> WORK ORDER
Print exactly the lines starting at the one that contains "the blue sky" and ending at the last line of the listing below.

> INFORMATION GIVEN
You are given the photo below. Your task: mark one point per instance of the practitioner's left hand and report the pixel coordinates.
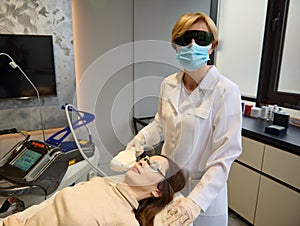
(12, 221)
(182, 212)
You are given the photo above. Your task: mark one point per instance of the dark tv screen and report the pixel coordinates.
(34, 55)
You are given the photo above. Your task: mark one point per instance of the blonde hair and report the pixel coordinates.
(188, 19)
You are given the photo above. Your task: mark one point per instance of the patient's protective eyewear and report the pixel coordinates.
(202, 38)
(154, 165)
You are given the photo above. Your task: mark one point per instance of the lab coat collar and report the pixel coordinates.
(127, 194)
(174, 83)
(208, 82)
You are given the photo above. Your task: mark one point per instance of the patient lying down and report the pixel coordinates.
(148, 187)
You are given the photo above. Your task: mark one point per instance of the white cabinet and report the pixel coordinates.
(252, 153)
(282, 165)
(242, 191)
(277, 205)
(263, 185)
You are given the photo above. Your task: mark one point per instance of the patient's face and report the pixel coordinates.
(141, 174)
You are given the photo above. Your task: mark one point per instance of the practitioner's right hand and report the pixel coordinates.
(137, 142)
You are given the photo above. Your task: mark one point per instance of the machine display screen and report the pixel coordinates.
(26, 159)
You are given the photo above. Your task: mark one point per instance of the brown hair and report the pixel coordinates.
(188, 19)
(149, 207)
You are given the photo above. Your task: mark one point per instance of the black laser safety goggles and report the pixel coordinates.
(202, 38)
(153, 165)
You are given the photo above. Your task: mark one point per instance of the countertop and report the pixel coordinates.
(254, 128)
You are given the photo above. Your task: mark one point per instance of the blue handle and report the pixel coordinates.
(84, 118)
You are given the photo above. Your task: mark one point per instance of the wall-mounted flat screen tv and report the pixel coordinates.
(34, 55)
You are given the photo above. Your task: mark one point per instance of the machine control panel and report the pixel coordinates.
(24, 163)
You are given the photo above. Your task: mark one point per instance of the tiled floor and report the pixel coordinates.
(234, 220)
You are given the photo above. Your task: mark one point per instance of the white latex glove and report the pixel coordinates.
(137, 142)
(182, 212)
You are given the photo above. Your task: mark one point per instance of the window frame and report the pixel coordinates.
(273, 43)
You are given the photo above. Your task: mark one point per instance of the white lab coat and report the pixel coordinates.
(202, 133)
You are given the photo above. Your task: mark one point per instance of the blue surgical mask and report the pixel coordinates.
(193, 56)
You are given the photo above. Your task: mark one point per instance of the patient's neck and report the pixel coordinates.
(141, 192)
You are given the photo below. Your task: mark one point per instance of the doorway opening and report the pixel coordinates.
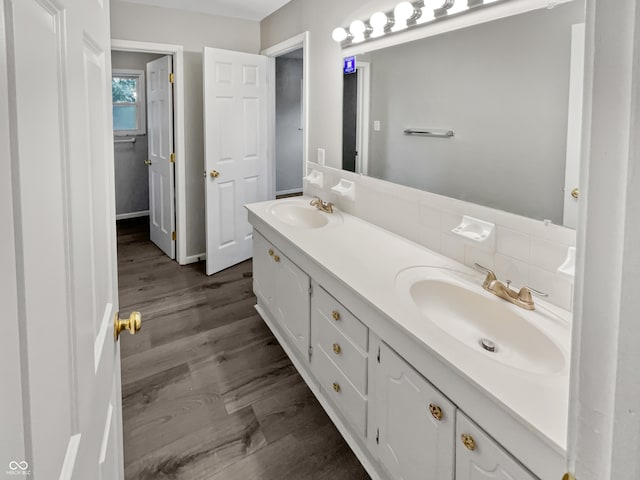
(149, 160)
(289, 99)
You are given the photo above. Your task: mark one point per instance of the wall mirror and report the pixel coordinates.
(489, 113)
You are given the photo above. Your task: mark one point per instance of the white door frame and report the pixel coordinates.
(294, 43)
(179, 131)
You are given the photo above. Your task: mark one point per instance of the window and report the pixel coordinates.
(127, 90)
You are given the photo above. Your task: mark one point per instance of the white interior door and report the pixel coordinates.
(162, 215)
(63, 209)
(235, 123)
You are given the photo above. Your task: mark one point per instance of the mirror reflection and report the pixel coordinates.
(488, 114)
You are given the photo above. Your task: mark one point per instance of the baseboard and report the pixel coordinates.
(289, 192)
(124, 216)
(194, 259)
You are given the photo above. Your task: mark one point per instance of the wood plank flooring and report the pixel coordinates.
(208, 393)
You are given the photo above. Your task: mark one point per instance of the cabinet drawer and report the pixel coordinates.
(341, 391)
(334, 312)
(351, 360)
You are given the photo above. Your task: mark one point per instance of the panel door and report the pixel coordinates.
(235, 123)
(264, 268)
(63, 187)
(478, 457)
(413, 443)
(162, 216)
(293, 303)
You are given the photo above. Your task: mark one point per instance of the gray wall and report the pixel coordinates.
(503, 87)
(130, 21)
(289, 156)
(132, 181)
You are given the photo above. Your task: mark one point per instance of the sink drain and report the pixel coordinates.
(488, 345)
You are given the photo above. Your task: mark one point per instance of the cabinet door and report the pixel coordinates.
(264, 268)
(478, 457)
(416, 423)
(292, 305)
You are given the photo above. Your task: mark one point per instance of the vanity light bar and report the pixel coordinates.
(405, 15)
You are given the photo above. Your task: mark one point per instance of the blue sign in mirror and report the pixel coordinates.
(350, 65)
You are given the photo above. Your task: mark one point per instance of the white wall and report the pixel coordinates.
(132, 175)
(194, 31)
(289, 167)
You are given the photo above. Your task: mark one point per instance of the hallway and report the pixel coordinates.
(207, 391)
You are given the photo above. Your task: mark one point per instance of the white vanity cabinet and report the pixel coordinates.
(478, 457)
(415, 423)
(282, 288)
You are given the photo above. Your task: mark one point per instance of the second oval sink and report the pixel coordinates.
(489, 326)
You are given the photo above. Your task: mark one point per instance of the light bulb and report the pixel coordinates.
(339, 34)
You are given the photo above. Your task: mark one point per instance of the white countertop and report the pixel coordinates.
(368, 259)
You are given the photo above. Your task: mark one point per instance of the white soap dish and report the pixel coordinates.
(568, 268)
(314, 178)
(345, 189)
(475, 230)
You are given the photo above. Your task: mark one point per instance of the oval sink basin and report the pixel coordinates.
(486, 325)
(301, 214)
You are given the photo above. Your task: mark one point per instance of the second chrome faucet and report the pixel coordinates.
(522, 298)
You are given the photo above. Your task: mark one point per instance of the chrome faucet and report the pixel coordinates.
(522, 298)
(322, 205)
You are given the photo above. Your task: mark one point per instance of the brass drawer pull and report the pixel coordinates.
(436, 411)
(468, 442)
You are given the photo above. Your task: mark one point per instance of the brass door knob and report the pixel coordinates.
(436, 411)
(133, 324)
(468, 441)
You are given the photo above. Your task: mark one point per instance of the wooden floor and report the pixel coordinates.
(208, 393)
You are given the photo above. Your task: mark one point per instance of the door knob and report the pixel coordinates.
(133, 324)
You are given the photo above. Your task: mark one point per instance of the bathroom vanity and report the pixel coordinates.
(391, 338)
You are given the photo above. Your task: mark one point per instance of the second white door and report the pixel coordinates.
(162, 217)
(235, 123)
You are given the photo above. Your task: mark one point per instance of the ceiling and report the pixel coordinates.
(247, 9)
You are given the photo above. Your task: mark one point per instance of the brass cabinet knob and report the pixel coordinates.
(133, 324)
(436, 411)
(468, 441)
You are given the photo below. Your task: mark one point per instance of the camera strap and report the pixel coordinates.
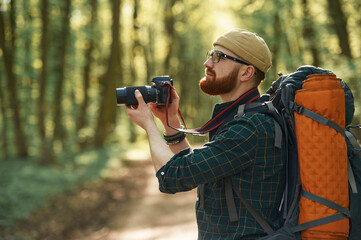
(219, 119)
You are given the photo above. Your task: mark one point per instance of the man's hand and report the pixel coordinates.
(159, 110)
(141, 115)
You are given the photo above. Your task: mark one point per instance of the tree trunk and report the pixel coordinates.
(169, 32)
(309, 34)
(107, 111)
(4, 138)
(47, 152)
(277, 34)
(339, 21)
(59, 130)
(8, 57)
(83, 113)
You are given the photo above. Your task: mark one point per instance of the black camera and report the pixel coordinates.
(158, 93)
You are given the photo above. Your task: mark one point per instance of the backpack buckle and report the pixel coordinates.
(298, 108)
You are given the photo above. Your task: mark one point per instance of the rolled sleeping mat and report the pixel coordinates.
(322, 155)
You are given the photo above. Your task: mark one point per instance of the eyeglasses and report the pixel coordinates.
(217, 55)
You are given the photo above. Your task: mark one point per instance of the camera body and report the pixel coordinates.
(158, 93)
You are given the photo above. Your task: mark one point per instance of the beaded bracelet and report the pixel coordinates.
(175, 138)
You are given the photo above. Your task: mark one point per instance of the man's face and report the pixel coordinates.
(220, 78)
(213, 85)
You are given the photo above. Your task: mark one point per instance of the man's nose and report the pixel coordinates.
(208, 63)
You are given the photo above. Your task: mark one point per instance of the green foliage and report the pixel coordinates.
(25, 186)
(156, 37)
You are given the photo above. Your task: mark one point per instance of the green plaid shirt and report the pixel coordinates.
(243, 149)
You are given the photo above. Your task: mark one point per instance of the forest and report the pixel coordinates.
(61, 61)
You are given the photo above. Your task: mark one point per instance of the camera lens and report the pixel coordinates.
(126, 95)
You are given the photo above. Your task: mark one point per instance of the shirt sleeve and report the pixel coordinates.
(231, 152)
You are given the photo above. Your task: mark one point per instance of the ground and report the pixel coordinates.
(126, 205)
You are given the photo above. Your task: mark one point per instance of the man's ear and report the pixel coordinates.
(247, 72)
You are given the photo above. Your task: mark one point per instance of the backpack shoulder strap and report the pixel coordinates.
(232, 207)
(266, 108)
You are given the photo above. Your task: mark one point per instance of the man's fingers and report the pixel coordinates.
(139, 97)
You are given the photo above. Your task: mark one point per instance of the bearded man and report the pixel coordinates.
(240, 150)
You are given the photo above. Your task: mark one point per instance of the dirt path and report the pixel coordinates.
(127, 205)
(152, 215)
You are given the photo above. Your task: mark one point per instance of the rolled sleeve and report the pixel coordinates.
(229, 153)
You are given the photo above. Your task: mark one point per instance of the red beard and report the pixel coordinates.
(213, 86)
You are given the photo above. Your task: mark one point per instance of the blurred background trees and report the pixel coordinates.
(60, 61)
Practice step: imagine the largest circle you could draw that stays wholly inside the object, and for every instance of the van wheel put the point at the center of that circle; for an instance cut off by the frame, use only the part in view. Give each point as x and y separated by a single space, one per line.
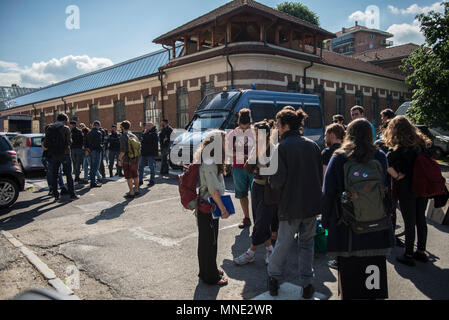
9 192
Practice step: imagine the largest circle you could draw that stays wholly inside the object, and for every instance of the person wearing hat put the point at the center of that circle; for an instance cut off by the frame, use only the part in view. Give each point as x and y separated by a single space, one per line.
76 149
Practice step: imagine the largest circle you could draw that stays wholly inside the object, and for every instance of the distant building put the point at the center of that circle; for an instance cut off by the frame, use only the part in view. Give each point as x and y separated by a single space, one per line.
358 39
7 93
238 45
388 58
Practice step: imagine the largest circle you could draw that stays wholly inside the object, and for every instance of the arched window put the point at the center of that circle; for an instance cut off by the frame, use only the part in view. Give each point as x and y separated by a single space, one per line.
93 113
119 111
182 96
340 103
151 113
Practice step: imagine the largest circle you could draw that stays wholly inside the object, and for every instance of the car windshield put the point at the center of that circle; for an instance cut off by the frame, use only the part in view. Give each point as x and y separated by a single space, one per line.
36 141
4 144
206 121
222 100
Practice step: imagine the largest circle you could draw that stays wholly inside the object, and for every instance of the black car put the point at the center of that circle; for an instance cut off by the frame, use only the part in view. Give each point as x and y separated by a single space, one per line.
12 179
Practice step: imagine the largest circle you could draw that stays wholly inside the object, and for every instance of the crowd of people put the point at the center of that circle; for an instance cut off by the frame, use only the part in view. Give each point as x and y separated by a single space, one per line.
361 176
70 148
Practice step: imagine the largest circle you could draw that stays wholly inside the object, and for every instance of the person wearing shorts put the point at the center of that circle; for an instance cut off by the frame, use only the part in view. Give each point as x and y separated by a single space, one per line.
241 139
130 166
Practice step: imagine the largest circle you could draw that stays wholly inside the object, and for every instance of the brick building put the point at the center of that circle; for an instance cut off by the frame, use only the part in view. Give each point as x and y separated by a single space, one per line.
234 46
388 58
358 39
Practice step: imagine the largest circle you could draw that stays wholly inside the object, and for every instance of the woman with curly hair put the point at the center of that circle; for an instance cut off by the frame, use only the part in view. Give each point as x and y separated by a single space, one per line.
405 142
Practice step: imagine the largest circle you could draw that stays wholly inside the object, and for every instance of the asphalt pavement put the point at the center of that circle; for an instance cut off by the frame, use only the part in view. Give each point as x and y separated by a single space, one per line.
147 248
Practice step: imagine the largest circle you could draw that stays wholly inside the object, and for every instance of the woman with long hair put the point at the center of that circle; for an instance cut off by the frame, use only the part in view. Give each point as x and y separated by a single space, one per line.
264 207
405 142
350 249
211 185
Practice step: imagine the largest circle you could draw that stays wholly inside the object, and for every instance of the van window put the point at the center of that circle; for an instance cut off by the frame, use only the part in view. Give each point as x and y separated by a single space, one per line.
314 120
261 111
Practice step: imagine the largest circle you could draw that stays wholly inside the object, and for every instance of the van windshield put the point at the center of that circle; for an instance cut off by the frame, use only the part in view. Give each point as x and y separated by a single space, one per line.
222 100
207 121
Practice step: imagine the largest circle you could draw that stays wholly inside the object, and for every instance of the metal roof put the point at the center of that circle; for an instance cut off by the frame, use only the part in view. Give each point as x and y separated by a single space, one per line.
123 72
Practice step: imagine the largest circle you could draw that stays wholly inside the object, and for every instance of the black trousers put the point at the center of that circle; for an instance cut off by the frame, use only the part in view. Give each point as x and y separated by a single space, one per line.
413 211
264 216
207 247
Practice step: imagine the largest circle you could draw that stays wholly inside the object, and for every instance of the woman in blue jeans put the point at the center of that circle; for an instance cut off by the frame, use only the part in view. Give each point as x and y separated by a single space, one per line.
264 210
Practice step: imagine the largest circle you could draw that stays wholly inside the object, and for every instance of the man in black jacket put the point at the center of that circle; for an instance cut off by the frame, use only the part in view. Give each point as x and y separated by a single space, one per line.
114 151
94 148
299 177
164 137
77 150
149 151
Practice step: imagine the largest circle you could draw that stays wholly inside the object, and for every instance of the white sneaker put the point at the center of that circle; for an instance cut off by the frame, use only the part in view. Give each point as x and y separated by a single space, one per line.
245 258
267 256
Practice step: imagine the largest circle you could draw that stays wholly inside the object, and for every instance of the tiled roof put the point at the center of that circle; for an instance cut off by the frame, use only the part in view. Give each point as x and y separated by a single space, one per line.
387 53
123 72
234 6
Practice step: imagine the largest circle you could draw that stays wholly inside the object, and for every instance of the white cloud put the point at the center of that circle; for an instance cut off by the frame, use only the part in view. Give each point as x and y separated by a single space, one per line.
416 9
47 72
406 33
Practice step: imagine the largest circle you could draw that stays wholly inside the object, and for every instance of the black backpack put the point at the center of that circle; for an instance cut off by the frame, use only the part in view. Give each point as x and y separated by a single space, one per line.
55 140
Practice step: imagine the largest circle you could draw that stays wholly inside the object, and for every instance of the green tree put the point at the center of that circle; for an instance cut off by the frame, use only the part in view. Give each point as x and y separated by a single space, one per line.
300 11
429 67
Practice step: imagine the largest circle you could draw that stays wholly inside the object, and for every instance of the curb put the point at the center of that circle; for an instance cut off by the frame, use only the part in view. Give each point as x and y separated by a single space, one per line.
48 273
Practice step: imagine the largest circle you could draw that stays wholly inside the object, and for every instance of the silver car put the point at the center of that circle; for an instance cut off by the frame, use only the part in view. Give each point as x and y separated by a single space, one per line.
29 151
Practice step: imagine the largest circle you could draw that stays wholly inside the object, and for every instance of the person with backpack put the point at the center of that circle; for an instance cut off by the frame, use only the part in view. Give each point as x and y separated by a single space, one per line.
114 151
58 140
149 152
263 199
129 159
47 163
355 212
94 148
77 150
211 181
299 178
164 138
240 140
406 142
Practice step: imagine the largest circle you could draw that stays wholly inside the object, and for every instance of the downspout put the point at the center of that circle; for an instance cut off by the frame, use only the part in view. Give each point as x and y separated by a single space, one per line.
161 79
305 76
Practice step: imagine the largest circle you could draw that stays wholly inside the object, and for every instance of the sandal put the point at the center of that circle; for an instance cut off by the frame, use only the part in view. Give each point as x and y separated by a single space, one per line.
222 282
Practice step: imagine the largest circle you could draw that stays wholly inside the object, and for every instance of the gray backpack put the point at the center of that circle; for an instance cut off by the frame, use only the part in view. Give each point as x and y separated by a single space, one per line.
364 202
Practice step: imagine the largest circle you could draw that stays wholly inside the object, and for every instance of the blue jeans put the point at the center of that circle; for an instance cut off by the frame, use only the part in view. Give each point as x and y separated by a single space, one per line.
86 166
66 162
95 159
48 166
286 236
77 158
144 161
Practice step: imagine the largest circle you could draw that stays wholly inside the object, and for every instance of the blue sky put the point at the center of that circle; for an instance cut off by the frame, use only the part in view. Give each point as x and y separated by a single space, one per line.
37 49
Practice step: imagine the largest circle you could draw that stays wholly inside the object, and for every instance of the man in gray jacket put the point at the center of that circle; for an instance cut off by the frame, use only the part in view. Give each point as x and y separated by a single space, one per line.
299 177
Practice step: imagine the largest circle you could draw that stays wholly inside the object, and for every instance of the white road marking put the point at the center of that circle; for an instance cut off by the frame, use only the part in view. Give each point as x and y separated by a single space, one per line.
289 291
96 206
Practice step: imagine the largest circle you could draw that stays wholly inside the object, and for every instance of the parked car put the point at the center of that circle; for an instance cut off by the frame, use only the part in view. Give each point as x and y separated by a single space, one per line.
220 111
12 179
29 151
10 135
440 143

> REPLY
Practice step: imagine the largest circle you could draw that stays wholly inside the object, and for every instance of the blue sky put the point at the center of that circle; for an instance cut off by the frame, use only the part in view. Give each point as x and y separated by a single space, one per line.
37 49
Practice step: imagine the largest circle you could draw that stays wholly inside the object, and for every instance of the man in gray jacket put the point at the center of that circle; for an instance cut off by the frame, use only the part in view. Give each point as x and y separated by a single space, one per line.
299 177
Practice step: imagine the largest circle you could draw that stays wholly inside the object, and for every instance of the white road marking put the point at the center of that circle; for an instance cut off by the frame, use only the part in view. Give each point as x and y separated by a single space, one per line.
289 291
96 206
Practice step: imagine the largest circle you could draw that stays wholly inside the object, and for every instance of the parked car put the point at the center of that circle; for an instance cut off by the frame, use only the part in view. Give each point as x and y separated by a single space, one per line.
220 111
12 179
29 151
10 135
440 143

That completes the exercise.